(Data entries)
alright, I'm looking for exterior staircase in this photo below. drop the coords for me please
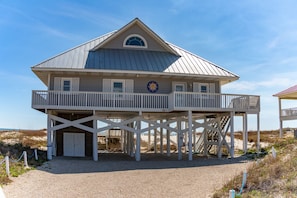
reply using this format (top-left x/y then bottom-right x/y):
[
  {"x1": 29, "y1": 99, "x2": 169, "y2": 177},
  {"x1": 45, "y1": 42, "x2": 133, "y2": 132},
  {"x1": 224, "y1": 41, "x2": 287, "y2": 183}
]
[{"x1": 195, "y1": 115, "x2": 230, "y2": 154}]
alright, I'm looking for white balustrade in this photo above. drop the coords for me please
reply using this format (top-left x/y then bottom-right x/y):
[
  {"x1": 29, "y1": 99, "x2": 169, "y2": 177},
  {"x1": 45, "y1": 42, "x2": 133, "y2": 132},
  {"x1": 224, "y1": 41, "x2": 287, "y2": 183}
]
[{"x1": 32, "y1": 90, "x2": 260, "y2": 112}]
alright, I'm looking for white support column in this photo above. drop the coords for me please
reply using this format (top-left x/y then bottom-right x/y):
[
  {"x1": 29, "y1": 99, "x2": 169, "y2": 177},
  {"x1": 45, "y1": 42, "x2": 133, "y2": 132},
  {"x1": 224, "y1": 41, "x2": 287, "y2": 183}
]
[
  {"x1": 278, "y1": 98, "x2": 283, "y2": 137},
  {"x1": 135, "y1": 112, "x2": 142, "y2": 161},
  {"x1": 135, "y1": 133, "x2": 141, "y2": 161},
  {"x1": 166, "y1": 122, "x2": 171, "y2": 156},
  {"x1": 160, "y1": 120, "x2": 163, "y2": 154},
  {"x1": 184, "y1": 121, "x2": 188, "y2": 154},
  {"x1": 193, "y1": 122, "x2": 197, "y2": 153},
  {"x1": 177, "y1": 119, "x2": 182, "y2": 160},
  {"x1": 257, "y1": 113, "x2": 261, "y2": 153},
  {"x1": 203, "y1": 117, "x2": 207, "y2": 156},
  {"x1": 243, "y1": 113, "x2": 248, "y2": 154},
  {"x1": 52, "y1": 121, "x2": 57, "y2": 156},
  {"x1": 93, "y1": 118, "x2": 98, "y2": 161},
  {"x1": 124, "y1": 130, "x2": 127, "y2": 153},
  {"x1": 148, "y1": 123, "x2": 151, "y2": 151},
  {"x1": 93, "y1": 132, "x2": 98, "y2": 161},
  {"x1": 154, "y1": 128, "x2": 157, "y2": 154},
  {"x1": 230, "y1": 112, "x2": 235, "y2": 158},
  {"x1": 130, "y1": 124, "x2": 135, "y2": 157},
  {"x1": 126, "y1": 131, "x2": 131, "y2": 155},
  {"x1": 130, "y1": 132, "x2": 134, "y2": 157},
  {"x1": 188, "y1": 111, "x2": 193, "y2": 161},
  {"x1": 106, "y1": 130, "x2": 109, "y2": 150},
  {"x1": 47, "y1": 114, "x2": 53, "y2": 160},
  {"x1": 121, "y1": 130, "x2": 124, "y2": 152}
]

◆ **Exercise**
Every line above should be copied exactly, apart from any pictures.

◆ **Answer below**
alright, I'm looking for exterior staircase in this photo below. drop the coords for me please
reply using this format (top-left x/y then bottom-right x/y):
[
  {"x1": 29, "y1": 99, "x2": 169, "y2": 177},
  {"x1": 45, "y1": 42, "x2": 133, "y2": 132},
  {"x1": 224, "y1": 41, "x2": 287, "y2": 183}
]
[{"x1": 195, "y1": 115, "x2": 230, "y2": 154}]
alright, I'm looking for white balustrade in this photo above. drop the coords for me please
reply using this format (top-left x/y then bottom-right x/y):
[
  {"x1": 29, "y1": 99, "x2": 169, "y2": 177},
  {"x1": 45, "y1": 42, "x2": 133, "y2": 132},
  {"x1": 224, "y1": 41, "x2": 287, "y2": 183}
]
[{"x1": 32, "y1": 90, "x2": 260, "y2": 112}]
alright, I'm looking for white support column in this photo above. drop the coords for me please
reply using this format (top-left x/y then bottom-right x/y):
[
  {"x1": 29, "y1": 99, "x2": 169, "y2": 177},
  {"x1": 45, "y1": 42, "x2": 133, "y2": 132},
  {"x1": 224, "y1": 41, "x2": 287, "y2": 183}
]
[
  {"x1": 278, "y1": 98, "x2": 283, "y2": 137},
  {"x1": 135, "y1": 112, "x2": 142, "y2": 161},
  {"x1": 135, "y1": 133, "x2": 141, "y2": 161},
  {"x1": 166, "y1": 122, "x2": 171, "y2": 156},
  {"x1": 160, "y1": 120, "x2": 163, "y2": 154},
  {"x1": 184, "y1": 121, "x2": 188, "y2": 154},
  {"x1": 193, "y1": 122, "x2": 197, "y2": 153},
  {"x1": 177, "y1": 119, "x2": 182, "y2": 160},
  {"x1": 257, "y1": 113, "x2": 261, "y2": 153},
  {"x1": 203, "y1": 117, "x2": 207, "y2": 156},
  {"x1": 243, "y1": 113, "x2": 248, "y2": 154},
  {"x1": 52, "y1": 121, "x2": 57, "y2": 156},
  {"x1": 93, "y1": 118, "x2": 98, "y2": 161},
  {"x1": 124, "y1": 130, "x2": 127, "y2": 153},
  {"x1": 148, "y1": 123, "x2": 151, "y2": 151},
  {"x1": 93, "y1": 132, "x2": 98, "y2": 161},
  {"x1": 154, "y1": 128, "x2": 157, "y2": 154},
  {"x1": 230, "y1": 112, "x2": 235, "y2": 158},
  {"x1": 130, "y1": 124, "x2": 135, "y2": 157},
  {"x1": 126, "y1": 131, "x2": 131, "y2": 155},
  {"x1": 130, "y1": 132, "x2": 134, "y2": 157},
  {"x1": 188, "y1": 111, "x2": 193, "y2": 161},
  {"x1": 106, "y1": 130, "x2": 109, "y2": 150},
  {"x1": 47, "y1": 114, "x2": 53, "y2": 160},
  {"x1": 121, "y1": 130, "x2": 124, "y2": 152}
]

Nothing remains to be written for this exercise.